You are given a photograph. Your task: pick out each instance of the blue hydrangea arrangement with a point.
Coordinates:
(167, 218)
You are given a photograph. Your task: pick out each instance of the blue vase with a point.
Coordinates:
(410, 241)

● ● ● ●

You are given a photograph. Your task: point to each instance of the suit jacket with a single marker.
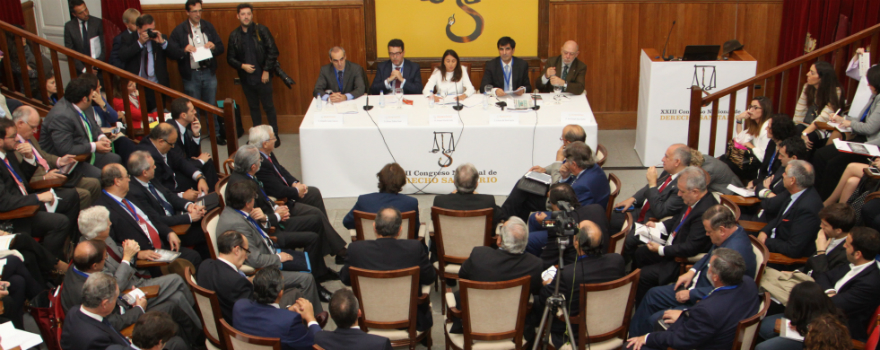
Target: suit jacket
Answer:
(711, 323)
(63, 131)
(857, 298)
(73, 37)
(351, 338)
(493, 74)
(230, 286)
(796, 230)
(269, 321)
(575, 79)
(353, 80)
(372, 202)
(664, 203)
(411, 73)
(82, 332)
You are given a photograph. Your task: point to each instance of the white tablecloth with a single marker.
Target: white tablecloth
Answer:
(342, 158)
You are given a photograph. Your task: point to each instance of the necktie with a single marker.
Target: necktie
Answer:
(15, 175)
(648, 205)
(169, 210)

● ● ● ●

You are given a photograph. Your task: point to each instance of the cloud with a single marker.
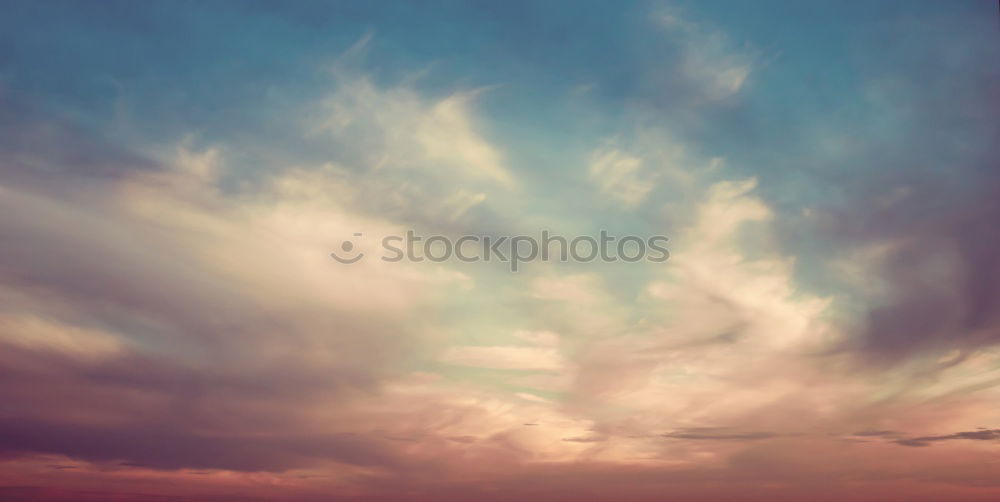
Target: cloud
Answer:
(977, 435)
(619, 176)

● ● ● ●

■ Exercise prompt:
Collect every line in the three blocks above that contains the string 'single', and copy each one out. Case counts.

■ Result for this task:
You are given a photograph. Your task: point to each instance of the suit jacket with a single marker.
You are given a photograph. Your task: point to each instance of the white tablecloth with a single marker.
You are given a photograph. Your task: point to each instance of the necktie with a single marker.
You are given a photograph. Your task: point to each instance of the cloud with a single marker.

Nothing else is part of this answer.